*Task instructions:*
Emit the line that holds "[locate] the outdoor" and all lines following it through the end of the data, verbatim, and nothing else.

** begin Data shown **

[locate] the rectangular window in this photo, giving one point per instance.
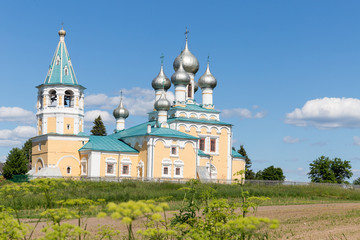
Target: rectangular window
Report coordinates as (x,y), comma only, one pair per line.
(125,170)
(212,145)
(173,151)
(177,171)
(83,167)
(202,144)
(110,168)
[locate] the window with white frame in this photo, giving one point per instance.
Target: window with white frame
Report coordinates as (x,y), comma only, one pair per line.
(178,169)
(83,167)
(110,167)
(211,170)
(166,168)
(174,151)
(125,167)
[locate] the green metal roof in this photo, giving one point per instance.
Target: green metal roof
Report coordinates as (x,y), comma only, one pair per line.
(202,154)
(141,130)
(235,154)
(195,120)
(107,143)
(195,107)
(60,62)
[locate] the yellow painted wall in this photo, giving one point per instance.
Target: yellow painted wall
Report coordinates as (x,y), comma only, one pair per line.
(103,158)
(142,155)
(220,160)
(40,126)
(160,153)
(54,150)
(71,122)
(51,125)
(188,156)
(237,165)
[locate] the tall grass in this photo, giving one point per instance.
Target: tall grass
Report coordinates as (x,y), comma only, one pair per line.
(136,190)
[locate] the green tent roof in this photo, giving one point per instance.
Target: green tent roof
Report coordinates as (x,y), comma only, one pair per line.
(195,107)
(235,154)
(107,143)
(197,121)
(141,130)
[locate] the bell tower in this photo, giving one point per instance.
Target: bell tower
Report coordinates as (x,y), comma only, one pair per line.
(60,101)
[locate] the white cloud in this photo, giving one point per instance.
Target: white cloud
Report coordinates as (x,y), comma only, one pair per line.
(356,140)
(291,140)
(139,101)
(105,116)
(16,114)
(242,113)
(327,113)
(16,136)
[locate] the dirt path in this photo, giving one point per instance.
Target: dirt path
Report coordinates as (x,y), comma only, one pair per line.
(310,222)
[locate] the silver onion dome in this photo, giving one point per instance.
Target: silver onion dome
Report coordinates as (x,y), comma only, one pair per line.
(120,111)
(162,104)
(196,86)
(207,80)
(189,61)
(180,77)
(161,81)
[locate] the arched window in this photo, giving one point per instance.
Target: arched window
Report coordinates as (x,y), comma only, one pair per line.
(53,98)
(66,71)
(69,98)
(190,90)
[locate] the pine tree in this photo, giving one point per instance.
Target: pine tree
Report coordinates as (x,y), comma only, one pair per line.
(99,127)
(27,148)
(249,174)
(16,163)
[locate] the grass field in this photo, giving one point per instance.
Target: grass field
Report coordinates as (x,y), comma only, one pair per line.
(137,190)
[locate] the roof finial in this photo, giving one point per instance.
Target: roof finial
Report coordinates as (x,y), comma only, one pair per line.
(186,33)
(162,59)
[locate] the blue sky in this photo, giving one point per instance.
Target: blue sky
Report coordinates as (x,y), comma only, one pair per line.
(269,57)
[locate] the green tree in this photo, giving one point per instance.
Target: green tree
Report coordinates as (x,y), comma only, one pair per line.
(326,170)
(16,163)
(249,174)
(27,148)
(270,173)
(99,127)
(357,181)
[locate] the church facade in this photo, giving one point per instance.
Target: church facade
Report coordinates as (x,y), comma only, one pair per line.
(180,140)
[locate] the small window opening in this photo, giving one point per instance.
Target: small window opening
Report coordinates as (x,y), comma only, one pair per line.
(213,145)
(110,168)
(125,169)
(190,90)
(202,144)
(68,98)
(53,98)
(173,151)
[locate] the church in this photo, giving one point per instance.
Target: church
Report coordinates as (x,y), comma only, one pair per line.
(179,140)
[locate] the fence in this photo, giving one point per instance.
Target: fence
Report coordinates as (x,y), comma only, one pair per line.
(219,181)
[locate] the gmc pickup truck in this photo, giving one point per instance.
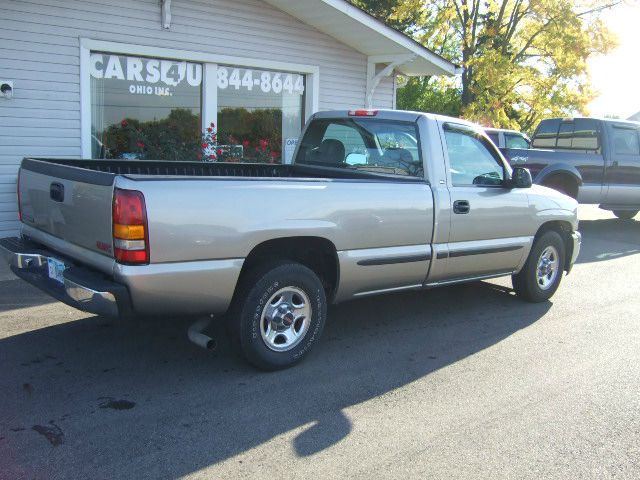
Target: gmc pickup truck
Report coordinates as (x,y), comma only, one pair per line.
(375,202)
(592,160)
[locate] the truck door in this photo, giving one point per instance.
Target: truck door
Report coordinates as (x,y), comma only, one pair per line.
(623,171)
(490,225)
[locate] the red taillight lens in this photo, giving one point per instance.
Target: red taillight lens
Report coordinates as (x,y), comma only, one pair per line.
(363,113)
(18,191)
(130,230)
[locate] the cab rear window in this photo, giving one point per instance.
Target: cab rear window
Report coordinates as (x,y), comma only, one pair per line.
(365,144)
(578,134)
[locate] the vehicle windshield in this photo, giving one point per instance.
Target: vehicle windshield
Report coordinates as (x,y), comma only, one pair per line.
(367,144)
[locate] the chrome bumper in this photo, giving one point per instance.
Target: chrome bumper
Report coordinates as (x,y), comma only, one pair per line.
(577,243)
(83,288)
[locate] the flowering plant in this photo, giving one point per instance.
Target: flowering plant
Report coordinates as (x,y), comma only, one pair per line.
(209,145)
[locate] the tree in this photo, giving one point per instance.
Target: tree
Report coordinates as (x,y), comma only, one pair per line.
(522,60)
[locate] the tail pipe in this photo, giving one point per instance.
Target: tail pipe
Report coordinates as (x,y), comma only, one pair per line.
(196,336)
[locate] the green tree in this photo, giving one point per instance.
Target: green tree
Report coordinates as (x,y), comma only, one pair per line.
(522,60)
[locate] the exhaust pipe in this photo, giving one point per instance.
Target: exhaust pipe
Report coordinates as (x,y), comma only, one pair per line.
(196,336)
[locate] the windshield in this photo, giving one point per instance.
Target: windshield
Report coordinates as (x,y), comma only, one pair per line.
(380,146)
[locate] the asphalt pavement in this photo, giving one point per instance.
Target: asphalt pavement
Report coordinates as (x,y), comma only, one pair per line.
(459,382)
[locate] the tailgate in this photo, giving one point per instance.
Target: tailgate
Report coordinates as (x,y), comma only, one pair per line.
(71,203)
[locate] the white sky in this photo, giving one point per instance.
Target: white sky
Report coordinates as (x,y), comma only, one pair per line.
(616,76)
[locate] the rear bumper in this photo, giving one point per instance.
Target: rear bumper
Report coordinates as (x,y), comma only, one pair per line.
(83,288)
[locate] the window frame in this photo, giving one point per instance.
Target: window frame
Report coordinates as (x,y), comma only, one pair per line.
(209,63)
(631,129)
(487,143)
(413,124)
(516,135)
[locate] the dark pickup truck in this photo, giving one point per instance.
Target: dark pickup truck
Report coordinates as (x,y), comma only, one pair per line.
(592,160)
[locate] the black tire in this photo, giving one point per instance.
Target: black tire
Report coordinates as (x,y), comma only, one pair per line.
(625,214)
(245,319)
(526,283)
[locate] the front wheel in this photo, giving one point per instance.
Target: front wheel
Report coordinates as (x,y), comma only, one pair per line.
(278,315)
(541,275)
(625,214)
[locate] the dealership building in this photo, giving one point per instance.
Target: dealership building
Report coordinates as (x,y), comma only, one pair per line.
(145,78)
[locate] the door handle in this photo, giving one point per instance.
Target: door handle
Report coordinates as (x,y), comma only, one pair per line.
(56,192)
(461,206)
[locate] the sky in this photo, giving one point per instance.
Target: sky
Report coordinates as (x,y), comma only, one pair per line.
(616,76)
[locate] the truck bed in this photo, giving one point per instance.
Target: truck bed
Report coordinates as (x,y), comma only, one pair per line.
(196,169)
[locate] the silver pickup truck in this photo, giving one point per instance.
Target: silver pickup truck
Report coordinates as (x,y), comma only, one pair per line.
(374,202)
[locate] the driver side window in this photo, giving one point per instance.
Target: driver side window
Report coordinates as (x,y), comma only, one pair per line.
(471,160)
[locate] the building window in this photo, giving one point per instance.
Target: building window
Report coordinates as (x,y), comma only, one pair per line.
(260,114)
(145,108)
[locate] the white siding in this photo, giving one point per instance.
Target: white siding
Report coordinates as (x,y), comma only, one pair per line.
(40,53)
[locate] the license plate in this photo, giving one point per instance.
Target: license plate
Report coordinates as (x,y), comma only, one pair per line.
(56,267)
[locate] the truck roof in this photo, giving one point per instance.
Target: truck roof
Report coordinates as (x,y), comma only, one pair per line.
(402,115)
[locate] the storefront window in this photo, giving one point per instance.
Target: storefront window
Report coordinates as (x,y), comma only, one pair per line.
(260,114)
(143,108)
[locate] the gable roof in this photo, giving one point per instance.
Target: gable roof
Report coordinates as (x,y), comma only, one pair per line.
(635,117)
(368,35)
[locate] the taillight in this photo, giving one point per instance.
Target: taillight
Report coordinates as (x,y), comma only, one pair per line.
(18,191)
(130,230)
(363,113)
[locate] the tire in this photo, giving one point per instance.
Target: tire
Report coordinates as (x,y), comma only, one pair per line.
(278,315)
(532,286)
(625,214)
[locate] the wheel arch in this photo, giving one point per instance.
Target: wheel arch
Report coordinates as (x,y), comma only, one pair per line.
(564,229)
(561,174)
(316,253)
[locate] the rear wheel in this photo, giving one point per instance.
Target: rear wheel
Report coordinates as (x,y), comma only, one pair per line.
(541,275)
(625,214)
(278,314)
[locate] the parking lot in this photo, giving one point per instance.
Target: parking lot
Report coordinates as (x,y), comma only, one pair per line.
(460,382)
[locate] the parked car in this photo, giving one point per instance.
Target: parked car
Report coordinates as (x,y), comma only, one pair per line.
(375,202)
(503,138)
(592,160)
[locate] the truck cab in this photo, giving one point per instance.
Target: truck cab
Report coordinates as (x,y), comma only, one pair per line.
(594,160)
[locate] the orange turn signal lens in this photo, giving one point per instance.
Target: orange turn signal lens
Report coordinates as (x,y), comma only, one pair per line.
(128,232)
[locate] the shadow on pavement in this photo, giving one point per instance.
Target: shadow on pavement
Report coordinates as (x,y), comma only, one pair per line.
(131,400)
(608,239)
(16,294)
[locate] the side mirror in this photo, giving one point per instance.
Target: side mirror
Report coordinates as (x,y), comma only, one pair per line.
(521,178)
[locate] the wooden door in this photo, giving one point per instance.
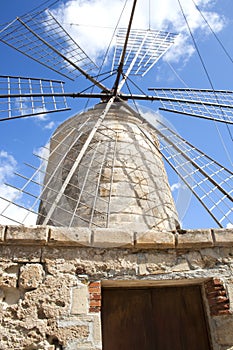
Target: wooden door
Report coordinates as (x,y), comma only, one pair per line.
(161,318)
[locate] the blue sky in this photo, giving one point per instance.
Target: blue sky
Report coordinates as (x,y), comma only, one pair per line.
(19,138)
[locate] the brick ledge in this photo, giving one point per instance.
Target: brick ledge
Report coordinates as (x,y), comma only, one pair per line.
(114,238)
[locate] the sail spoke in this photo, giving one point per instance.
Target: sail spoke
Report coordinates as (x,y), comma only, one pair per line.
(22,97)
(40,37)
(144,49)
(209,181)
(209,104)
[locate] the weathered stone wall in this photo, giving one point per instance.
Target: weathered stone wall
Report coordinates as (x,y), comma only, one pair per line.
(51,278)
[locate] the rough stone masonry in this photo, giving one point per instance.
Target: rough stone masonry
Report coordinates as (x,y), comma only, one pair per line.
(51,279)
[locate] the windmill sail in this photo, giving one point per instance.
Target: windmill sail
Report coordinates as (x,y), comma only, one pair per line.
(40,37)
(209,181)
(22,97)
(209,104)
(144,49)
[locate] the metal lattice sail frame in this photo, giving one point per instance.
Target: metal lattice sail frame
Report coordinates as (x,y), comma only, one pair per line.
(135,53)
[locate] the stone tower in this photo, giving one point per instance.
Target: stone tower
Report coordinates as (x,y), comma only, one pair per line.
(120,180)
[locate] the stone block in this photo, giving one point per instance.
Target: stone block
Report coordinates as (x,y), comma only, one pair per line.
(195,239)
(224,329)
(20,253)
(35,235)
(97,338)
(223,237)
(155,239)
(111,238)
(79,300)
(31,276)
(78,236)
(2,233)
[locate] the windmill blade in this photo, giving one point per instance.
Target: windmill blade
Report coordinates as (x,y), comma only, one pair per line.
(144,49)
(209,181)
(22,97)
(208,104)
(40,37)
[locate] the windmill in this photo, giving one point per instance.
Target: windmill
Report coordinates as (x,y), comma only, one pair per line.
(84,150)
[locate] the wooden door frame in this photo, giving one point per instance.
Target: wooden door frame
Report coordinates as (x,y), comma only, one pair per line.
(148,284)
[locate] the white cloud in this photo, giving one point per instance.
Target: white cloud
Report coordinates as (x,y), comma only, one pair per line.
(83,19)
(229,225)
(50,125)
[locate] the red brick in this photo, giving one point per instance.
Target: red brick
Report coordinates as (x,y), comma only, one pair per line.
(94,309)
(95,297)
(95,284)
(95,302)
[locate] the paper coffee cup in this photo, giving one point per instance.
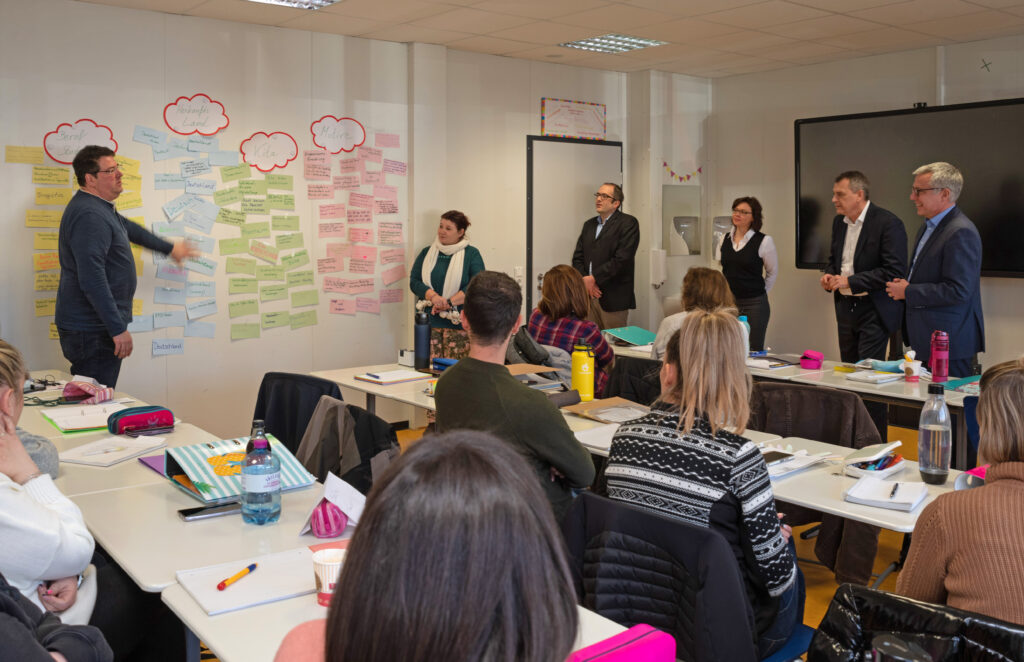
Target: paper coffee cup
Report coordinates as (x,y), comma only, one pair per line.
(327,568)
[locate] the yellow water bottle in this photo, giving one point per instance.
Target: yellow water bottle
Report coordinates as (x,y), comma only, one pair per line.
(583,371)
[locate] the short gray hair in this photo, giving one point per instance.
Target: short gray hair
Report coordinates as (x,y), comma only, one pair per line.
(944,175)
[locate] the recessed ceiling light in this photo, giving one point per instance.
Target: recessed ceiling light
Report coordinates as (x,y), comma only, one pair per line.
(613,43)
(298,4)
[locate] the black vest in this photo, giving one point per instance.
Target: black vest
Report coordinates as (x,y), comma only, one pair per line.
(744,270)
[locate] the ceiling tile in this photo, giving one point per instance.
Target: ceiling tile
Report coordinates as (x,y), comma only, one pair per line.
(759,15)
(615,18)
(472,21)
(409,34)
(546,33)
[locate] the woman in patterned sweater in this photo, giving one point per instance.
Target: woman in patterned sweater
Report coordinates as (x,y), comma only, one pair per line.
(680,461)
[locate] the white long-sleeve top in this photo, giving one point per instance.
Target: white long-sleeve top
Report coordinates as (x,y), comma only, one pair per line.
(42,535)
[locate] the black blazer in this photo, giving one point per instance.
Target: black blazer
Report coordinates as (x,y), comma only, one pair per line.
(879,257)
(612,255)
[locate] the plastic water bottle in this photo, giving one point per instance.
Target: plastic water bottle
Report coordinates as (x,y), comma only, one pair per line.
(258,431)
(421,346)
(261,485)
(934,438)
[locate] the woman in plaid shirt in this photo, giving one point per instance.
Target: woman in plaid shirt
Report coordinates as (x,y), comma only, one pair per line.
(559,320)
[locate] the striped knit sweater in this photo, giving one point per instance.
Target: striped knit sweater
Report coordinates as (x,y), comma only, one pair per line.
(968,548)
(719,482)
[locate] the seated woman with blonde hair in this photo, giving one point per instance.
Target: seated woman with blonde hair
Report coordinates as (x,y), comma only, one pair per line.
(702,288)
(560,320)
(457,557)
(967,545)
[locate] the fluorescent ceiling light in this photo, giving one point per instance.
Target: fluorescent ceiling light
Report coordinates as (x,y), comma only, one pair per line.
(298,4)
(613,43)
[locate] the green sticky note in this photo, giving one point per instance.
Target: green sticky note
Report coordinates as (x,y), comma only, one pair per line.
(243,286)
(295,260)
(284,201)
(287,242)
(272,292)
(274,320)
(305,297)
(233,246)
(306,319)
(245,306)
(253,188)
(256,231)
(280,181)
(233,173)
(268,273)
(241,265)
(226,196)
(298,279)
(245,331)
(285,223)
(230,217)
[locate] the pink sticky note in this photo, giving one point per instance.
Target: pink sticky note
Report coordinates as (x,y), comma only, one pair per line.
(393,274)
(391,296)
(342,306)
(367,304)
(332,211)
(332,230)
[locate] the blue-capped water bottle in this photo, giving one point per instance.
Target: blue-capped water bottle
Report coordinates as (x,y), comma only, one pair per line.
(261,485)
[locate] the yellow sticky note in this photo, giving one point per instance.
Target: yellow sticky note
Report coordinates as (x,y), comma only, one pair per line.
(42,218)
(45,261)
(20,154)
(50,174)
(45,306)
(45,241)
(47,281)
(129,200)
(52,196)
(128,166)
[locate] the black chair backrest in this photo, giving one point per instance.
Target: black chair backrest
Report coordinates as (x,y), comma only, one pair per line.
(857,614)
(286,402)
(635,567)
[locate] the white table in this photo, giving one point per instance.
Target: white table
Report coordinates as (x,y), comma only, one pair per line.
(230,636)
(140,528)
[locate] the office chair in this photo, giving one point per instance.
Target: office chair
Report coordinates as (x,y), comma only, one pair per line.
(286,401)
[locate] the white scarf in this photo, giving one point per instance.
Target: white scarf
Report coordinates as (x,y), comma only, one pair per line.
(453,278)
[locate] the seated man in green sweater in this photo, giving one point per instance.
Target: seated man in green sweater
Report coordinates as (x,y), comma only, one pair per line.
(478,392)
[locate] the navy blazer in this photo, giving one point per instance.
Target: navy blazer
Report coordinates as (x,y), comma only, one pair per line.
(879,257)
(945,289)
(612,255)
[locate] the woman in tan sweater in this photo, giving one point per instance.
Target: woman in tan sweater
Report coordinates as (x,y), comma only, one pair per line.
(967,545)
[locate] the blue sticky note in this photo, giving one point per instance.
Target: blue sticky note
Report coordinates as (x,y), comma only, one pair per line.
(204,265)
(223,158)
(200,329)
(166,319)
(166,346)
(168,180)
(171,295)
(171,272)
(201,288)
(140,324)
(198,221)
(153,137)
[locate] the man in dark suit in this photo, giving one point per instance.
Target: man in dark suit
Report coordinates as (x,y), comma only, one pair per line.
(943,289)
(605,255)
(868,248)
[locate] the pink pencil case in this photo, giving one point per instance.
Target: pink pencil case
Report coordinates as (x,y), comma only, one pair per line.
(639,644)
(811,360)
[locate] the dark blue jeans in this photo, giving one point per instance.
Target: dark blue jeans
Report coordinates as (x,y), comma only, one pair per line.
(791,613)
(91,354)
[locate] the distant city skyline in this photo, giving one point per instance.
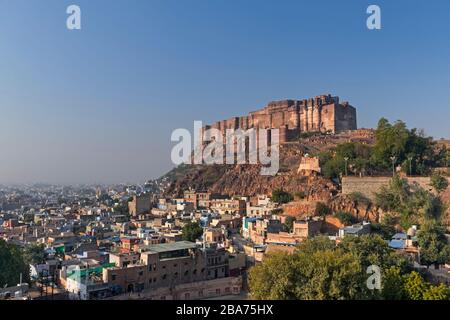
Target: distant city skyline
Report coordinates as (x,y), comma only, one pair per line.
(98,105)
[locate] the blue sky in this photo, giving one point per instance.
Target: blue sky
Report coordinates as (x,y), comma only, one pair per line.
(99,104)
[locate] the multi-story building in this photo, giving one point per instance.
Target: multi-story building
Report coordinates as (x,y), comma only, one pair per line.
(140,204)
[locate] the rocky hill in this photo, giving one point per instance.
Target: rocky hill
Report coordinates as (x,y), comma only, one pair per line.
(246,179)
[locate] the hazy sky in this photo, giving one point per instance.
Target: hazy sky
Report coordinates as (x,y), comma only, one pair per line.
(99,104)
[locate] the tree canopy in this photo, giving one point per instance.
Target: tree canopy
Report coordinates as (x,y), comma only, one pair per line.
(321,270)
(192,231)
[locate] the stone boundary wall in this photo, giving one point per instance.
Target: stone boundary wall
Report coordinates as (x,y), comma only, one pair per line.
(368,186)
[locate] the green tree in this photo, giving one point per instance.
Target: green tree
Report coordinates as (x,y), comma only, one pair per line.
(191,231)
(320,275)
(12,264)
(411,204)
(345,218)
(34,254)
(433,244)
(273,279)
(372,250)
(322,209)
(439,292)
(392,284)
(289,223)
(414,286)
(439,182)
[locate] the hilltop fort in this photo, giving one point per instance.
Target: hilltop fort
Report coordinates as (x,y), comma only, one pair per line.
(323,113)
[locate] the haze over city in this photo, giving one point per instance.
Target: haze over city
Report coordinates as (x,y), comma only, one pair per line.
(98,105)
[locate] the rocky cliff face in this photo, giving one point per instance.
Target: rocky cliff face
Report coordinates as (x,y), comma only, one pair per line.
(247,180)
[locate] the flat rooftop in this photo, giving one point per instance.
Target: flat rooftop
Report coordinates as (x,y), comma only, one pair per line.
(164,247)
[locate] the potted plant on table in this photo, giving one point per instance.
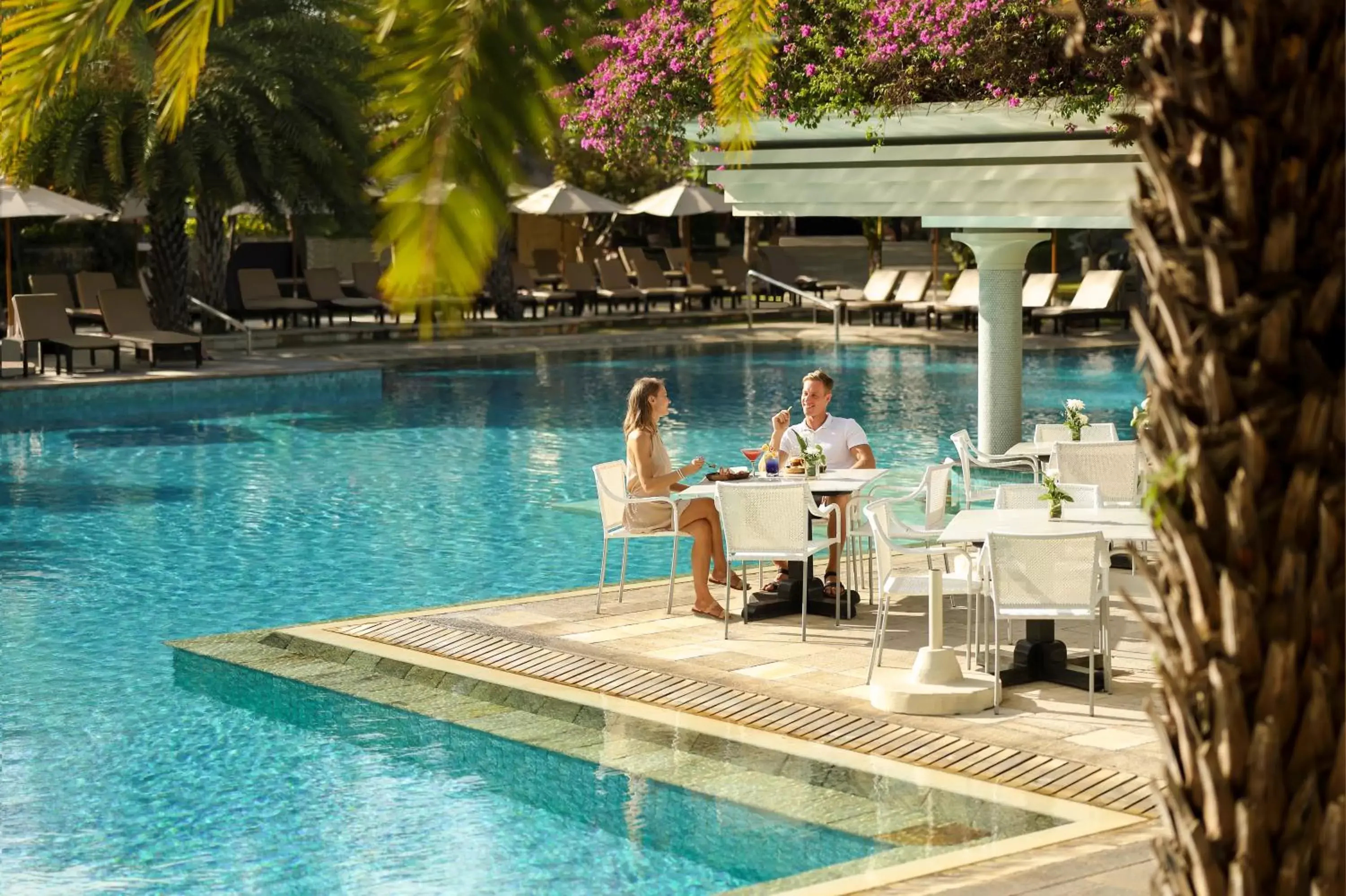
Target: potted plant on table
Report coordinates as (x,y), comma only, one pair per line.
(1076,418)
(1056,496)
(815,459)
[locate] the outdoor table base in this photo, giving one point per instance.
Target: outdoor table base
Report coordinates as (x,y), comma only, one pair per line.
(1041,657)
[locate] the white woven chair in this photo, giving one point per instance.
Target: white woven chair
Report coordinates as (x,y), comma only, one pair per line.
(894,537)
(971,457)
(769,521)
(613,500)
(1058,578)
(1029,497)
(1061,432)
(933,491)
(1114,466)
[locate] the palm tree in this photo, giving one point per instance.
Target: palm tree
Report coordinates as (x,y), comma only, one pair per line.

** end Data shown **

*Solution for this problem:*
[locate] the outdoor table base in this photo, giving one point per instance.
Target: outdoor table base
Report coordinates as (x,y), comma only, one pair per line.
(1041,657)
[locate] the white woven chair in this photo, giving one point per instance.
Target: white woven chair
Report coordinates as (x,y), comma only, one pair per line.
(894,537)
(971,457)
(769,521)
(613,500)
(1058,578)
(1029,497)
(1061,432)
(933,491)
(1114,466)
[locate] the palm tree in this photo, giving one point per instance.
Target: palm tree
Report coordinates as (x,y), comma only, one pair per line.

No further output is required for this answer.